Stated problem: Reproduce each record below exactly as written.

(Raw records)
* * * *
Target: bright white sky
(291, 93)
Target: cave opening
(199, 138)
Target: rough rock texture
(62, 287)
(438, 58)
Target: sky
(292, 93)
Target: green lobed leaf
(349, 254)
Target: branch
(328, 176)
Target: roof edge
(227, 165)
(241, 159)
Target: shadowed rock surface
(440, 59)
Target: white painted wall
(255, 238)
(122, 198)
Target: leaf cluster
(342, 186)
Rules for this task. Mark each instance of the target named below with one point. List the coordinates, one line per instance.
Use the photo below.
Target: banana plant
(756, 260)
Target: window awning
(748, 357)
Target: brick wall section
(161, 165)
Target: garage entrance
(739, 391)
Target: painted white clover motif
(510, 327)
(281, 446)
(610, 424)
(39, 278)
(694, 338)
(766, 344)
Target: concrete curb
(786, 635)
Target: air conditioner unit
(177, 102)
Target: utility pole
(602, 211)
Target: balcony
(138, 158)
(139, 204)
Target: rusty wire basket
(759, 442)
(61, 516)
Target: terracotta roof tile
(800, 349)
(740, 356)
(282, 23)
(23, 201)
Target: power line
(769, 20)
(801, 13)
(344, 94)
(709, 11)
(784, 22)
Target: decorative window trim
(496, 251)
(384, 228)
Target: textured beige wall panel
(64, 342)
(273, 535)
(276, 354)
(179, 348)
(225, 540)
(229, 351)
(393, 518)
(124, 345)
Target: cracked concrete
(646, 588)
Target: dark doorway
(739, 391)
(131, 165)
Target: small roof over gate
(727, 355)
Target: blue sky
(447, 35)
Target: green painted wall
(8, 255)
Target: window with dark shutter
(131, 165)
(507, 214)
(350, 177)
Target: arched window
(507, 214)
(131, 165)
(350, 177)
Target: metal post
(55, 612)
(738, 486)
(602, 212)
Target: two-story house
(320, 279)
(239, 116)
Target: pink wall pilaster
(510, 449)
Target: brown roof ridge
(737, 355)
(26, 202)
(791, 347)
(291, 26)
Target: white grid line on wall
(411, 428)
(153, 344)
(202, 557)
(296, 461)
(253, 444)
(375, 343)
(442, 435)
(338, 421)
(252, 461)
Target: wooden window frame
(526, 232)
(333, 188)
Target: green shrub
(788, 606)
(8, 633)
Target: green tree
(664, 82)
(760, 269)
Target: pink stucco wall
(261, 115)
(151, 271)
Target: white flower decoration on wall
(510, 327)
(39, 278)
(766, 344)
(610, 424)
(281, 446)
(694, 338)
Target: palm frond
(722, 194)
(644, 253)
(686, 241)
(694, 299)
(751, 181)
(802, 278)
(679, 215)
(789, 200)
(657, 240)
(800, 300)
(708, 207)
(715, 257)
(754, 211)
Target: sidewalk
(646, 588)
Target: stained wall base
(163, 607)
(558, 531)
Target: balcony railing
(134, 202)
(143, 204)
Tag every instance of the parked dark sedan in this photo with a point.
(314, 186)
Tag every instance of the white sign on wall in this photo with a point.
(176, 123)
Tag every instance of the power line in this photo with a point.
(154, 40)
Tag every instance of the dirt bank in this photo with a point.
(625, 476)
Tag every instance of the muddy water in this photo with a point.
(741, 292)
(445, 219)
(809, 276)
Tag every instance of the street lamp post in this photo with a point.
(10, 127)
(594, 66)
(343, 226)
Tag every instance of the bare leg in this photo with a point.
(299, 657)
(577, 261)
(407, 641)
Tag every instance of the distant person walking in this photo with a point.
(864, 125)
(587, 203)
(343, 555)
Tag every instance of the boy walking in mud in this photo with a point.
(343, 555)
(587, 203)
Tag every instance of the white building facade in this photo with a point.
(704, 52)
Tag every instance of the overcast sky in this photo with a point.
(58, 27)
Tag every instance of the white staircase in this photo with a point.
* * * *
Written answer:
Target: bright white sky
(291, 93)
Target: cave opening
(199, 138)
Target: rough rock texture
(62, 287)
(438, 58)
Target: sky
(292, 93)
Target: green lobed leaf
(349, 254)
Target: branch
(328, 176)
Target: roof edge
(227, 165)
(241, 159)
Target: shadowed rock surface
(440, 59)
Target: white painted wall
(255, 238)
(122, 198)
Target: leaf cluster
(342, 186)
Rules for this task. Mark each instance of the target named below with one point. List the coordinates, one line per instance.
Use the photo below.
Target: banana plant
(756, 260)
Target: window awning
(748, 357)
Target: brick wall section
(161, 165)
Target: garage entrance
(739, 391)
Target: painted white clover motif
(510, 327)
(281, 446)
(610, 424)
(39, 278)
(694, 338)
(766, 344)
Target: concrete curb
(786, 635)
Target: air conditioner unit
(177, 102)
Target: utility pole
(602, 211)
Target: balcony
(138, 158)
(139, 204)
Target: rusty wire basket
(759, 442)
(61, 516)
Target: terracotta roof tile
(800, 349)
(740, 356)
(282, 23)
(23, 201)
Target: power line
(769, 20)
(801, 13)
(344, 94)
(709, 11)
(784, 22)
Target: decorative window trim
(496, 251)
(384, 228)
Target: textured beige wall panel
(64, 342)
(273, 535)
(276, 354)
(179, 348)
(225, 540)
(229, 351)
(393, 518)
(124, 345)
Target: cracked concrete
(646, 588)
Target: dark doorway
(739, 391)
(131, 165)
Target: small roof over gate
(727, 355)
Target: blue sky
(447, 35)
Target: green painted wall
(8, 255)
Target: window with dark shutter
(131, 165)
(507, 214)
(350, 177)
Target: arched window
(507, 214)
(131, 165)
(350, 177)
Target: metal post
(55, 612)
(738, 486)
(602, 212)
Target: two-story house
(320, 279)
(239, 116)
Target: pink wall pilaster
(510, 449)
Target: brown roof ridge
(737, 355)
(26, 202)
(791, 347)
(291, 26)
Target: white grid line on wall
(411, 428)
(153, 344)
(202, 557)
(296, 461)
(253, 444)
(375, 343)
(442, 435)
(338, 421)
(252, 461)
Target: wooden window frame
(526, 232)
(333, 188)
Target: green shrub
(788, 606)
(8, 633)
Target: green tree
(664, 82)
(760, 269)
Target: pink stucco wall
(261, 115)
(151, 271)
Target: white flower decoration on wall
(510, 327)
(39, 278)
(766, 344)
(610, 424)
(281, 446)
(694, 338)
Target: palm frond
(722, 194)
(644, 253)
(686, 241)
(694, 299)
(751, 181)
(802, 278)
(679, 215)
(789, 200)
(657, 240)
(800, 300)
(708, 207)
(715, 257)
(754, 211)
Target: sidewalk
(646, 588)
Target: stained wall base
(163, 607)
(558, 531)
Target: balcony railing
(134, 202)
(143, 204)
Tag every instance of the parked dark sedan in this photo with a point.
(314, 186)
Tag every instance of the white sign on wall in this photo with a point.
(176, 123)
Tag every instance of the power line in this photo with a point.
(154, 40)
Tag every instance of the dirt bank in this photo with a point.
(625, 476)
Tag every instance of the muddy water in this photo with a point.
(741, 292)
(445, 219)
(809, 276)
Tag every instance of the street lamp post in this photo with a point.
(10, 127)
(594, 66)
(343, 226)
Tag every instance of the bare leg in this photo with a point.
(299, 657)
(577, 261)
(407, 641)
Tag every instance of the distant person walking in this photo with a point.
(864, 125)
(587, 203)
(343, 555)
Tag every instance of the boy walking in mud in this photo with a point.
(343, 555)
(587, 203)
Tag every instance of the white building facade in this photo with a point.
(704, 52)
Tag every instance of the overcast sky in this photo with a point.
(58, 27)
Tag every instance of the white staircase in this photo with a point.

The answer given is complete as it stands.